» Work instruction:
Look for the line that has "box: [92, 20, 194, 158]" in the material below; please repeat it and every line after it, exactly, up to and including the line that has "rough mask: <svg", and nothing else.

» Data for analysis:
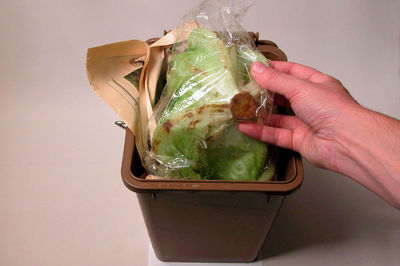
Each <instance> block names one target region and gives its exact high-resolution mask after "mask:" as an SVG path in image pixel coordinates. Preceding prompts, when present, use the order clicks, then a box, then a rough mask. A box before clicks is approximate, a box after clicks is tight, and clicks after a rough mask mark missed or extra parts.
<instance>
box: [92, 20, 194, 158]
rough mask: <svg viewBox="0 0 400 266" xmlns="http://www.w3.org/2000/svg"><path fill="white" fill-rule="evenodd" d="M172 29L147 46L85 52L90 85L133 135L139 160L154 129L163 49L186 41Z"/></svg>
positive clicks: (169, 47)
mask: <svg viewBox="0 0 400 266" xmlns="http://www.w3.org/2000/svg"><path fill="white" fill-rule="evenodd" d="M198 27H199V25H198V23H197V22H196V21H191V22H189V23H186V24H184V25H183V26H182V28H183V31H182V28H180V29H179V32H187V33H188V34H189V33H190V32H191V31H192V30H193V29H195V28H198ZM177 32H178V30H177V29H176V30H172V31H171V32H169V33H168V34H166V35H165V36H164V37H163V38H161V39H159V40H158V41H157V42H155V43H153V44H152V45H151V46H149V45H148V44H147V43H146V42H143V41H139V40H132V41H125V42H118V43H112V44H108V45H104V46H98V47H93V48H90V49H88V53H87V61H86V69H87V76H88V79H89V83H90V85H91V87H92V89H93V90H94V92H95V93H96V94H97V95H98V96H99V97H100V98H102V99H103V100H104V101H105V102H106V103H107V104H108V105H109V106H111V108H113V109H114V111H115V112H117V114H118V115H119V116H120V117H121V119H122V120H123V121H124V122H125V124H126V125H127V127H128V128H129V129H130V130H131V131H132V132H133V133H134V135H135V141H136V147H137V150H138V153H139V155H140V157H141V158H143V156H142V155H143V152H144V150H146V147H147V146H148V145H151V139H152V136H153V133H154V130H155V128H156V121H155V119H154V107H155V102H156V98H157V95H156V93H157V90H158V91H160V88H159V81H160V75H161V74H164V72H165V71H166V67H167V58H166V53H165V51H166V49H168V48H170V47H171V46H172V45H173V44H174V43H175V42H177V41H183V40H185V39H187V36H188V34H180V35H179V36H178V34H177Z"/></svg>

» Exercise solution:
box: [92, 20, 194, 158]
rough mask: <svg viewBox="0 0 400 266" xmlns="http://www.w3.org/2000/svg"><path fill="white" fill-rule="evenodd" d="M172 29L147 46L85 52L90 85L133 135L139 160L154 129L163 49L186 41Z"/></svg>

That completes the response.